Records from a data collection

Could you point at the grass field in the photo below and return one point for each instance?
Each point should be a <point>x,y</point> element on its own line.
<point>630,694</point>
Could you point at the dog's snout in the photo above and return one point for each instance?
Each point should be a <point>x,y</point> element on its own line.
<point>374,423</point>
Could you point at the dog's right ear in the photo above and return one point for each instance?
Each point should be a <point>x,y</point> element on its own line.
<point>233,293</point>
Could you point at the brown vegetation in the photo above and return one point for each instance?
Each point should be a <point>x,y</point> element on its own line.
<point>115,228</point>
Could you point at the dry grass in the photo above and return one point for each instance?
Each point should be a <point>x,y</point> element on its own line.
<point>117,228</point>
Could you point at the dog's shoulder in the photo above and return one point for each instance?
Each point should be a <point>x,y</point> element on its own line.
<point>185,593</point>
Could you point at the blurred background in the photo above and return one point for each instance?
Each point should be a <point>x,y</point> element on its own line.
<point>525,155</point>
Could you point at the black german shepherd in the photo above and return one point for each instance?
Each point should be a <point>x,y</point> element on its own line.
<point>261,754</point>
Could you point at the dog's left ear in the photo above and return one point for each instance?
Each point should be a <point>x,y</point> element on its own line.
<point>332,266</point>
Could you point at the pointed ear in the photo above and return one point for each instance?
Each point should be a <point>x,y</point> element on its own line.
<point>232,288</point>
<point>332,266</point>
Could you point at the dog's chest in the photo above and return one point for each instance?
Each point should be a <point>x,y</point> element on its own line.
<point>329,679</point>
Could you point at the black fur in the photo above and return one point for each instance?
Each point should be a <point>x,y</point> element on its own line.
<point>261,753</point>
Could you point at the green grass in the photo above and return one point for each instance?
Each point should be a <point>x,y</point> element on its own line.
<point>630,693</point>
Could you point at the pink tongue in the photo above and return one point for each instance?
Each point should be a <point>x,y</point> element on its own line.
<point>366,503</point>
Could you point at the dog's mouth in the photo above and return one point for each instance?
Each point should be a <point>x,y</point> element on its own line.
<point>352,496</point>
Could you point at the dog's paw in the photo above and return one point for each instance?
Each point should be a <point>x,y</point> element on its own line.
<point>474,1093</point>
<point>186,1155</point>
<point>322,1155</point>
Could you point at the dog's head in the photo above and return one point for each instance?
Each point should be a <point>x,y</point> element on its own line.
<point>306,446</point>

▸ **Written request**
Render everything from the start of the records down to the line containing "<point>117,228</point>" as a two-column CSV with the columns input and output. Put each text and its answer in one row, with each field in quotes and its line breaks replaced by spaces.

▸ **Response**
input,output
"Could you point at the grass field in the photo below and return one point for each instance? Each point should be a <point>x,y</point> element on its own line.","<point>630,694</point>"
"Could you point at the dog's snout in the photo above and return one point for each instance? Each point should be a <point>x,y</point> element on its own line.","<point>374,423</point>"
"Could you point at the dog's right ear in the photo above and return one point for each instance? Each point should be a <point>x,y</point> element on its own line.","<point>233,293</point>"
"Could you point at the brown vegetation in the photo above and return one point for each instance? Each point should be a <point>x,y</point> element on its own line.","<point>115,228</point>"
"Could you point at the dry grass in the photo above and return one point for each instance? Each point should be a <point>x,y</point> element on its own line.","<point>117,228</point>"